▸ **Selected text**
┌──
Sunday, August 30, 2009

Market Days


My market days list for this week:

Three bunches of red beets, garlic, romaine lettuce, wonderful eggs (from happy chickens), shelling peas (we are the only ones that have them this time of year due to a second crop the farm puts out, so these are prized items), summer savory (which I am drying), cilantro, broccoli, green beans, celeriac, sun gold and cherry tomatoes, blueberries, peaches, and basil.
└──
▸ **Required work**
#1 Reproduce the entire point-marking listing below line for line, leaving out the pictures.
#2 Go on with the market days post, starting right after its final sentence.
The market days post has no connection to the listing that comes after it.

▸ **Material for this exercise**
┌──
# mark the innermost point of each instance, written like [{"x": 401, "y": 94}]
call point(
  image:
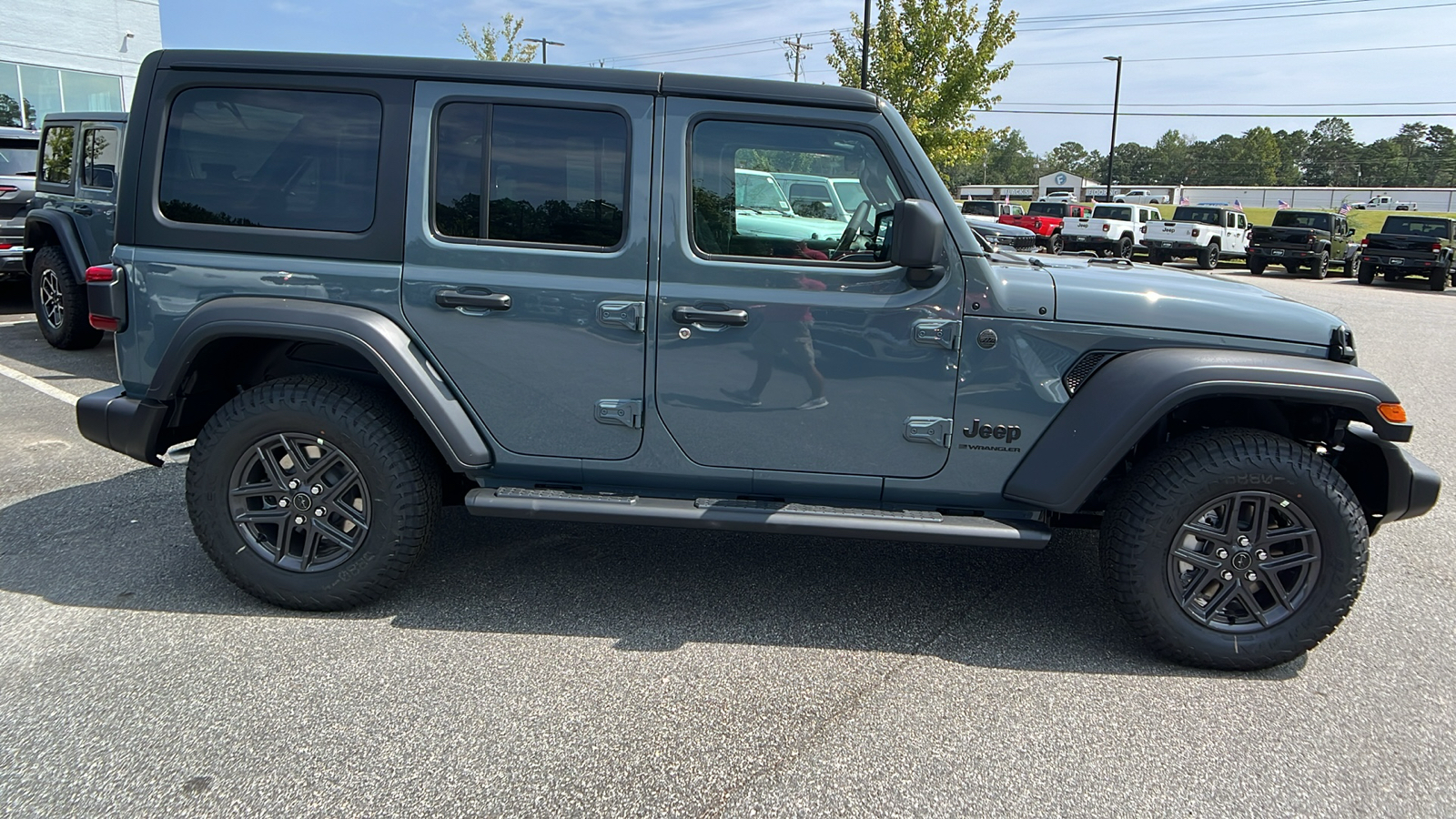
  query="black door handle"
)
[
  {"x": 683, "y": 314},
  {"x": 473, "y": 299}
]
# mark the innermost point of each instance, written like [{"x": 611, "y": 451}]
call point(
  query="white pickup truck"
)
[
  {"x": 1111, "y": 230},
  {"x": 1383, "y": 203},
  {"x": 1201, "y": 232},
  {"x": 1140, "y": 196}
]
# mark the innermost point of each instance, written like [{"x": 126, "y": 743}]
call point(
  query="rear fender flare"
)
[
  {"x": 1132, "y": 392},
  {"x": 378, "y": 339},
  {"x": 56, "y": 223}
]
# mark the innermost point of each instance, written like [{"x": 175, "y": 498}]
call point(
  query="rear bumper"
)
[{"x": 121, "y": 423}]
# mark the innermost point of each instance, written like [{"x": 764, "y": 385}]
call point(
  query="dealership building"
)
[{"x": 72, "y": 56}]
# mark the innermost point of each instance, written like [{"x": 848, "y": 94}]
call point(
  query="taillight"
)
[{"x": 106, "y": 298}]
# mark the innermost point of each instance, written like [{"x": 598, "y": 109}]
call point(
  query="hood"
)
[{"x": 1139, "y": 295}]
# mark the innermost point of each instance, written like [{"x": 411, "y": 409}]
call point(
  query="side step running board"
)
[{"x": 757, "y": 516}]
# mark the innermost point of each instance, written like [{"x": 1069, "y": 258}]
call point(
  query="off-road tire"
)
[
  {"x": 1155, "y": 503},
  {"x": 1320, "y": 268},
  {"x": 1438, "y": 280},
  {"x": 1208, "y": 256},
  {"x": 60, "y": 303},
  {"x": 366, "y": 424}
]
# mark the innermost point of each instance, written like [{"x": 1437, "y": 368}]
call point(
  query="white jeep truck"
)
└──
▸ **Answers to each task**
#1
# mark the innermost point of each instance, written like [{"x": 401, "y": 94}]
call point(
  image:
  query="black door handle"
)
[
  {"x": 683, "y": 314},
  {"x": 473, "y": 299}
]
# mark the innermost point of each instance, written like [{"x": 611, "y": 451}]
call point(
  query="white pickup truck"
)
[
  {"x": 1111, "y": 230},
  {"x": 1383, "y": 203},
  {"x": 1201, "y": 232},
  {"x": 1140, "y": 196}
]
# mark the innermost point of each instance, written like [{"x": 126, "y": 743}]
call point(
  query="rear fender flare"
)
[
  {"x": 1132, "y": 392},
  {"x": 378, "y": 339},
  {"x": 56, "y": 223}
]
# mark the innermost point of each instance, written like [{"x": 175, "y": 498}]
call point(
  query="rear bumper"
)
[{"x": 121, "y": 423}]
# mark the innermost point of each instance, written like [{"x": 764, "y": 385}]
call point(
  query="dealership building"
)
[{"x": 72, "y": 56}]
# mark the innermost point of each instance, written like [{"x": 848, "y": 94}]
call point(
  query="taillight"
)
[{"x": 106, "y": 298}]
# mark the innermost point of each instance, written like [{"x": 598, "y": 109}]
call point(
  query="hood"
)
[{"x": 1139, "y": 295}]
# mark the innermost point of each instance, written like [{"x": 411, "y": 409}]
call point(
  query="side step running board"
)
[{"x": 757, "y": 516}]
# mark the innermost point of each instance, written like [{"x": 1069, "y": 258}]
call point(
  query="off-road tire"
)
[
  {"x": 1155, "y": 503},
  {"x": 1320, "y": 268},
  {"x": 1438, "y": 280},
  {"x": 1208, "y": 256},
  {"x": 60, "y": 303},
  {"x": 366, "y": 424}
]
# mark the innermost point of each instance, written like [{"x": 1437, "y": 368}]
call point(
  query="white jeep truck"
)

#2
This week was a very fruitful week for me. Basically I didn't have to put out any money whatsoever for this amazing feast of bounty I have sitting on my table in this picture. Why? Because I asked when every one was packing up if they had excess or bruised fruits and veggies that they couldn't sell but were still sound. The peaches and blueberries would have been $.50/lb, but being a vendor myself, I traded our leftover veggies for that. So I didn't even have to pay for that. But even had I paid, it wouldn't have been much and the blueberries are just for eating, the peaches are for peach butter (recipe later), and that bag of goodness you see on the bottom right??? Yeah. That's basil. About 1 1/2 lbs of basil. *glee* Look for my pesto recipe later this week. :)

That jar of yummy that is sitting in the middle is a trade for my roasted tomato sauce from another vendor. Smoke jalapeno peppers. I can't wait to try them!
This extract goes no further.